- **Teks yang Diberikan**

REPUBLIKA.CO.ID, JAKARTA -- Dunia kesehatan global diguncang oleh pernyataan kontroversial Presiden AS Donald Trump. Dalam sebuah konferensi pers di Gedung Putih, Trump mengeklaim bahwa Badan Pengawas Obat dan Makanan AS (FDA) segera mengeluarkan peringatan tentang risiko tinggi autisme pada anak yang dikaitkan dengan penggunaan obat pereda nyeri Tylenol, yang mengandung paracetamol atau asetaminofen pada ibu hamil.
"Mulai saat ini, FDA akan memberi tahu para dokter bahwa penggunaan acetaminophen selama kehamilan bisa dikaitkan dengan peningkatan risiko autisme yang sangat tinggi," kata Trump, seperti dilansir laman CBS News pada Rabu (24/9/2025).
Namun, pernyataan ini segera mendapat bantahan tegas dari sejumlah besar pakar dan lembaga kesehatan terkemuka di seluruh dunia. Badan Pengawas Obat dan Makanan Uni Eropa (EMA), misalnya, menyatakan tidak ada bukti ilmiah baru yang mendukung perubahan pedoman penggunaan paracetamol. Kepala Medis EMA, Steffen Thirstrup, menegaskan bahwa paracetamol tetap menjadi pilihan penting untuk mengobati nyeri dan demam pada ibu hamil.

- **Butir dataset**
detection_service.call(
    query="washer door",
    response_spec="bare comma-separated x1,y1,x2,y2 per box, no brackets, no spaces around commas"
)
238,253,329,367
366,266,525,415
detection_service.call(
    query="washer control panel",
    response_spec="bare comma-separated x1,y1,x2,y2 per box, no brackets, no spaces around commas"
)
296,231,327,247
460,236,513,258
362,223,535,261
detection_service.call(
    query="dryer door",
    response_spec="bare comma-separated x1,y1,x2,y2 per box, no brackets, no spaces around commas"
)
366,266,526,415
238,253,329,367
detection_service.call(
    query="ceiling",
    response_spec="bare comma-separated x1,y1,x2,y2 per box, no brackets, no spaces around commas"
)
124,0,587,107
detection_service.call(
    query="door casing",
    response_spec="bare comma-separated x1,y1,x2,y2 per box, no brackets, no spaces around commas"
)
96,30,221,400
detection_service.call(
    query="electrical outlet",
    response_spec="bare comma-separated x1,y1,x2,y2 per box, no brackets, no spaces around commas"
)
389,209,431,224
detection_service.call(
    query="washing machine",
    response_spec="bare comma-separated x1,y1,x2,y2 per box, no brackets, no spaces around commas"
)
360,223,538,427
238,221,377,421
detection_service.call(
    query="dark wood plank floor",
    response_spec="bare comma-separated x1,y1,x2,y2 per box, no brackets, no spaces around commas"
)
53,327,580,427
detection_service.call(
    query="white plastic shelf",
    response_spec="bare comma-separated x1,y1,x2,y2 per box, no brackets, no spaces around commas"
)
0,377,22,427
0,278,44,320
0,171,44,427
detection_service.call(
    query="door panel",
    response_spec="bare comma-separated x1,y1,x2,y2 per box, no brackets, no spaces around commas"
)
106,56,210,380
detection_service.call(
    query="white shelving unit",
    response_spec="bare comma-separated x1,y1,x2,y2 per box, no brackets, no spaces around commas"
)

- **Tugas yang Dikerjakan**
1) Tuliskan ulang bagian teks tentang klaim Trump tanpa perubahan, dimulai dari kata-kata "REPUBLIKA.CO.ID, JAKARTA -- Dunia" dan berakhir setelah kata-kata "pada Rabu (24/9/2025).".
2) Tentukan apakah setiap pernyataan berikut sesuai dengan teks tentang klaim Trump, lalu jawab ya atau tidak disertai kutipan persis dari teks yang menjadi dasarnya.
(a) Trump menyampaikan klaimnya dalam konferensi pers di Gedung Putih.
(b) EMA menyatakan ada bukti ilmiah baru yang mendukung perubahan pedoman penggunaan paracetamol.
(c) Steffen Thirstrup menjabat sebagai Kepala Medis EMA.
3) Jawab pertanyaan berikut berdasarkan teks tentang klaim Trump.
(a) Obat pereda nyeri bermerek apa yang disebut dalam klaim Trump?
(b) Laman media apa yang menjadi sumber kutipan ucapan Trump?
(c) Siapa yang menegaskan bahwa paracetamol tetap menjadi pilihan penting bagi ibu hamil?

- **Hasil Latihan**
1)
REPUBLIKA.CO.ID, JAKARTA -- Dunia kesehatan global diguncang oleh pernyataan kontroversial Presiden AS Donald Trump. Dalam sebuah konferensi pers di Gedung Putih, Trump mengeklaim bahwa Badan Pengawas Obat dan Makanan AS (FDA) segera mengeluarkan peringatan tentang risiko tinggi autisme pada anak yang dikaitkan dengan penggunaan obat pereda nyeri Tylenol, yang mengandung paracetamol atau asetaminofen pada ibu hamil.
"Mulai saat ini, FDA akan memberi tahu para dokter bahwa penggunaan acetaminophen selama kehamilan bisa dikaitkan dengan peningkatan risiko autisme yang sangat tinggi," kata Trump, seperti dilansir laman CBS News pada Rabu (24/9/2025).

2)
(a) Ya: "Dalam sebuah konferensi pers di Gedung Putih"
(b) Tidak: "menyatakan tidak ada bukti ilmiah baru yang mendukung perubahan pedoman penggunaan paracetamol"
(c) Ya: "Kepala Medis EMA, Steffen Thirstrup"

3)
(a) Tylenol
(b) CBS News
(c) Steffen Thirstrup, Kepala Medis EMA